» Texte:
%%

Rejoué est une association de collecte et de rénovation de jouets qui propose un chantier d’insertion unique en Ile-de-France, qui vise prioritairement des femmes. 65 salariés ont été accompagnés au cours de l’année 2021 et 66 000 jouets rénovés cette même année. Rencontre avec sa fondatrice, Claire Tournefier, qui revient sur la création du projet et les précieux liens à tisser entre le monde de l’insertion et celui de l’entreprise.
Comment est née l’idée de l’association Rejoué ?

%%

» Entrées présentées:
%%

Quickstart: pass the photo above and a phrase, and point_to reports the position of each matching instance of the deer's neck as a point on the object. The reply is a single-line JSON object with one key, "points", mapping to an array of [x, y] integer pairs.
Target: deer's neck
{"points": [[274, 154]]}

%%
%%

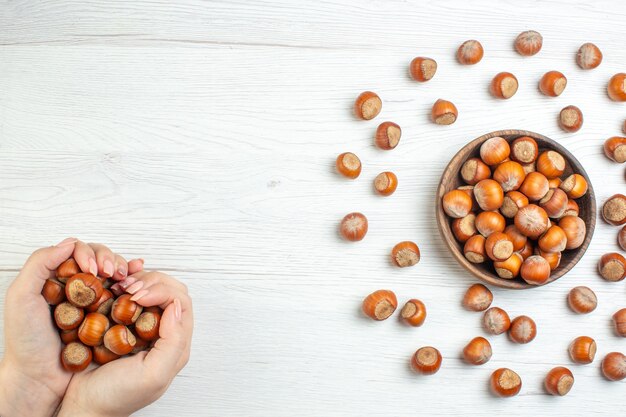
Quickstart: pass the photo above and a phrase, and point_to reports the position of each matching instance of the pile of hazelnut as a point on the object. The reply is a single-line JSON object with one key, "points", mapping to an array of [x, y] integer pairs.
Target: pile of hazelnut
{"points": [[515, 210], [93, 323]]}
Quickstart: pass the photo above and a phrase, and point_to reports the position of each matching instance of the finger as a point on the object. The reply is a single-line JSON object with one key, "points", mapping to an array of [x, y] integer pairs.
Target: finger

%%
%%

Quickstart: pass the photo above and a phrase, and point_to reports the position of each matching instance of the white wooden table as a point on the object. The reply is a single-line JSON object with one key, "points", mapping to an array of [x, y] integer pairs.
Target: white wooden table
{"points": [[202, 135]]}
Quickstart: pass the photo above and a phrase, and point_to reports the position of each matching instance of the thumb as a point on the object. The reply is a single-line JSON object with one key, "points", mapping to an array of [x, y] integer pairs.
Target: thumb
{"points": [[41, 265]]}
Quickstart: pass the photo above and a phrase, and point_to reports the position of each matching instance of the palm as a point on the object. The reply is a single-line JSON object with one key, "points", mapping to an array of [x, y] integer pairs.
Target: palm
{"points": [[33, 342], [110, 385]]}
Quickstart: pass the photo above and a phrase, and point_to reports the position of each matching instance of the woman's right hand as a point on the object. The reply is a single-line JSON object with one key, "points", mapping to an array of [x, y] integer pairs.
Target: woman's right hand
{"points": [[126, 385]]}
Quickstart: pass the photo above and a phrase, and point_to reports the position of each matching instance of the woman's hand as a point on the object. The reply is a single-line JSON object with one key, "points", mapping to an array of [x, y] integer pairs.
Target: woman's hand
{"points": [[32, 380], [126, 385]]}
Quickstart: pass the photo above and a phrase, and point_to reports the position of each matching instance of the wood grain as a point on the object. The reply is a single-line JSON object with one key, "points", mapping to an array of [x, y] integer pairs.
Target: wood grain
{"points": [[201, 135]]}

%%

» Exercices:
1. Dans les entrées, modifiez les lignes à partir de celle qui contient « of the wood » jusqu'à celle qui contient « Target: wood grain », incluses, en remplaçant « wood grain » par « wood texture ». Reproduisez uniquement ces lignes, sans aucun autre changement.
2. Poursuivez le texte consacré à l'association Rejoué à partir de sa dernière phrase.

» Réponses:
1.
Quickstart: pass the photo above and a phrase, and point_to reports the position of each matching instance of the wood texture as a point on the object. The reply is a single-line JSON object with one key, "points", mapping to an array of [x, y] integer pairs.
Target: wood texture

2.
Après la naissance de mon enfant, j’ai pris conscience de la surconsommation de jouets. Je traversais une période où, à mon retour au travail, quelqu’un occupait mon poste plus durablement, ce qui m’interrogeait sur mon futur professionnel, avec la volonté d’exercer une activité qui ait du sens. J’étais bénévole dans l’association Solidarité Nouvelle pour le Logement qui aide des familles précaires à se loger et à la Croix-Rouge où je participais à l’organisation du sapin de Noël et à la collecte de jouets. Les dons étaient nombreux mais il n’y avait pas suffisamment de bénévoles pour revaloriser les jouets de cette collecte. Je me suis dit qu’il y avait là un vrai sujet dont j’ai décidé de m’emparer. J’ai rencontré deux structures, à Strasbourg et Oyonnax, qui faisaient du réemploi de jouets et de l’insertion sociale et professionnelle. Elles m’ont inspirée pour développer une offre en Île-de-France.
Pourquoi avoir décidé de cibler les femmes en particulier ?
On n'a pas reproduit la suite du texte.